Knowing what I know about adoption, I’m now against this whole thing and because of what happened, it would just be way too personal. And what happened ?, you ask. I’ll share the story of selfish points of view.
A somewhat distant cousin had wanted to adopt my oldest child when I found out I was pregnant in high school though I did not take her up on her offer. Fast forward to 2 years ago, I was again pregnant with my third child. At that time, I was highly considering adoption. I asked this cousin – knowing shes always wanted to adopt – what would happen if she adopted my baby. I was simply exploring my options. I explained to her that the only reason I was considering giving him up was because I felt like mentally and financially I couldn’t take care of 3 kids. Which was a correct assessment on my part at the time.
Allow me to explain my conditions related to a surrender –
I want to be a part of his life. I would still consider myself his mom. My motivation is for him to have a better chance. And here was her reply –
If she did adopt him – I would not be his mom. He wouldn’t know anything about me other than I was related family. I wouldn’t get visitations or special calls and pictures. I’d only see him at family reunions (get real, in my 24 years in this family, we’ve only had 1 reunion on that side and I was a kid when it happened). She said that other than that, my contact would be seeing her Facebook posts, and occasional text updates, but he would be her child and I would (in her words) “in fact no longer be his mother”. I politely said thank you but that doesn’t work for me.
She messaged me a few more times telling me to let her know if I changed my mind and how badly she “wanted this opportunity.” I kept my baby.
Since then there have been moments in spending time with my aunt (my cousin’s mom), that this has been brought up and I’m told about how much it hurt my cousin that I didn’t let her adopt my son. That “it hurt her deeply and was wrong.” Blah blah blah.
I answer, “How do you think I would have felt having to get rid of my baby? I would have been suicidal.”
Fast forward again –
My cousin has finally adopted the baby she always wanted. She is now having a baby shower, inviting everyone in my family (my aunt, cousins and step-grandma). They are all mad at me that I’m refusing to go and “celebrate this with her and her new baby.”
Back to the beginning, she says, “Knowing what I know about adoption, I’m now against this whole thing and because of what happened, it would just be way too personal.”
When one really begins to read what grown adoptees say for themselves about their experience of having been adopted and when one reads deeply some of the therapists that work with adoptees to heal their trauma, one understands why this young mother feels the way she feels. I belong to an adoption group with all aspects of the practice represented – adoptees, former foster youth, original mothers, adoptive parents and hopeful adoptive parents. This group works actively to encourage young pregnant women to keep and parent their child. Often they even supply resources for her to do so. Society should be actively trying to keep families together instead of tearing them apart. And there are reforms being promoted for dealing with the circumstances of the tragic few that have no family to go to.

☆ ☆ ☆ ☆ ☆ ☆ ☆

EXERCISE PROMPT: From the passage about adoption, write out word for word the portion starting at "Allow me to" and ending at "work for me.". Rely solely on the passage about adoption; draw on no outside knowledge.

[Dataset records]

☆ ☆ ☆ ☆ ☆ ☆ ☆

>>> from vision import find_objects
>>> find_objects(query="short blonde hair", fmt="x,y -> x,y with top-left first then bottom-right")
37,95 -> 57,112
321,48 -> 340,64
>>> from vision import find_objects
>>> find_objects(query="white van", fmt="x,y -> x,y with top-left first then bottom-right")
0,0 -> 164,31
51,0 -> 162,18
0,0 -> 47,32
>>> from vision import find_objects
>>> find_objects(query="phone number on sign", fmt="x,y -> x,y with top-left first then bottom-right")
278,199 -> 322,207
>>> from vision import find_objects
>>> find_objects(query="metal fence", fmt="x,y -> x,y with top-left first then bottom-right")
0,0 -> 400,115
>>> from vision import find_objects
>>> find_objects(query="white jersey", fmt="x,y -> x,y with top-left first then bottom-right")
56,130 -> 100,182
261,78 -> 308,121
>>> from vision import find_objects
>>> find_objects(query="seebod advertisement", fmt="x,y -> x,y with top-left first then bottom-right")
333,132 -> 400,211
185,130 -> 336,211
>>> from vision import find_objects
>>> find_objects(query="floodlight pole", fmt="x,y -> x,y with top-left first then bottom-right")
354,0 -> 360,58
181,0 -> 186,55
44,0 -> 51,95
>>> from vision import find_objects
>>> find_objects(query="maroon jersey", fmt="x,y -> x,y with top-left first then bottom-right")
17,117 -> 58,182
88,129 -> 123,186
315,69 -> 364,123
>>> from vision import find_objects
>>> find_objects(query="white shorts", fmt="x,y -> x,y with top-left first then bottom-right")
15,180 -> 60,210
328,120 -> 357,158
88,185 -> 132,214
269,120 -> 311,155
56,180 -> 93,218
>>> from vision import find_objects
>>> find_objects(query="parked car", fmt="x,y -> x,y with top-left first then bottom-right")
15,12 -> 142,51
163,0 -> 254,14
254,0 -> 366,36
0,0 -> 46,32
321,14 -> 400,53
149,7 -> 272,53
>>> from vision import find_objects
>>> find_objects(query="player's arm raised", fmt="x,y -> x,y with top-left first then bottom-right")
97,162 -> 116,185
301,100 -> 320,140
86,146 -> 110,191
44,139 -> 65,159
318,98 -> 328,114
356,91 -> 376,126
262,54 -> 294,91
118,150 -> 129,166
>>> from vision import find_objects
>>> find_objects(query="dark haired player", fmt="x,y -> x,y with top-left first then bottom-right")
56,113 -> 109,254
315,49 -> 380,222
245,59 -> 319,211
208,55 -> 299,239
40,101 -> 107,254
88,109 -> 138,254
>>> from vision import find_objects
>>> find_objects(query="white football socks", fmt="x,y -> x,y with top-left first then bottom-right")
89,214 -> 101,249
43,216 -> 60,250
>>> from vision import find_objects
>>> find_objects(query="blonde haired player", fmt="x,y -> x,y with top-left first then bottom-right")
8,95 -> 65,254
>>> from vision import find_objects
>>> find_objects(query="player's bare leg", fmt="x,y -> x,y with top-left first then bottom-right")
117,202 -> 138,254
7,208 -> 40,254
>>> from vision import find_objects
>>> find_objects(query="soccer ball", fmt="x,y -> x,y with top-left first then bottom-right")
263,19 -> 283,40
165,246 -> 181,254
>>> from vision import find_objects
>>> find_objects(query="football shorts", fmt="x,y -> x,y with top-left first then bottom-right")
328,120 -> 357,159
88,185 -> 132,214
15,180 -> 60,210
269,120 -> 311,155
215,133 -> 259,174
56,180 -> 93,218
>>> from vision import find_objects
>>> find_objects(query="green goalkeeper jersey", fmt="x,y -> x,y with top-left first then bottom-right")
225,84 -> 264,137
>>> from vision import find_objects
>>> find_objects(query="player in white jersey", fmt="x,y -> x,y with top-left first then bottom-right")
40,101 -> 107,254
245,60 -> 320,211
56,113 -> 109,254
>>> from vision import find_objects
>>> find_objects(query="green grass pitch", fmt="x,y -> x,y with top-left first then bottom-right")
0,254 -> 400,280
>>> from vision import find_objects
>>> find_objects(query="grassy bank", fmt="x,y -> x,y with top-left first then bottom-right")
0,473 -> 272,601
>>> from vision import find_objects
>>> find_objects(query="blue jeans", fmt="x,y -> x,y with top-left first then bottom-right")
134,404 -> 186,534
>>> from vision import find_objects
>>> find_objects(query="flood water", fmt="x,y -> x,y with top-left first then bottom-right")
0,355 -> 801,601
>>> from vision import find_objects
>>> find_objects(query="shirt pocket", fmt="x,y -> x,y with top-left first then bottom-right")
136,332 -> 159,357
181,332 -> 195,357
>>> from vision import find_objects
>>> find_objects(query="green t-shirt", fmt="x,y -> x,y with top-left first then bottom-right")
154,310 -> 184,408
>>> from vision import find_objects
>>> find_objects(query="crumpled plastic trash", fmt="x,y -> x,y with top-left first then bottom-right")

☆ ☆ ☆ ☆ ☆ ☆ ☆

COMPLETED TASK:
Allow me to explain my conditions related to a surrender –
I want to be a part of his life. I would still consider myself his mom. My motivation is for him to have a better chance. And here was her reply –
If she did adopt him – I would not be his mom. He wouldn’t know anything about me other than I was related family. I wouldn’t get visitations or special calls and pictures. I’d only see him at family reunions (get real, in my 24 years in this family, we’ve only had 1 reunion on that side and I was a kid when it happened). She said that other than that, my contact would be seeing her Facebook posts, and occasional text updates, but he would be her child and I would (in her words) “in fact no longer be his mother”. I politely said thank you but that doesn’t work for me.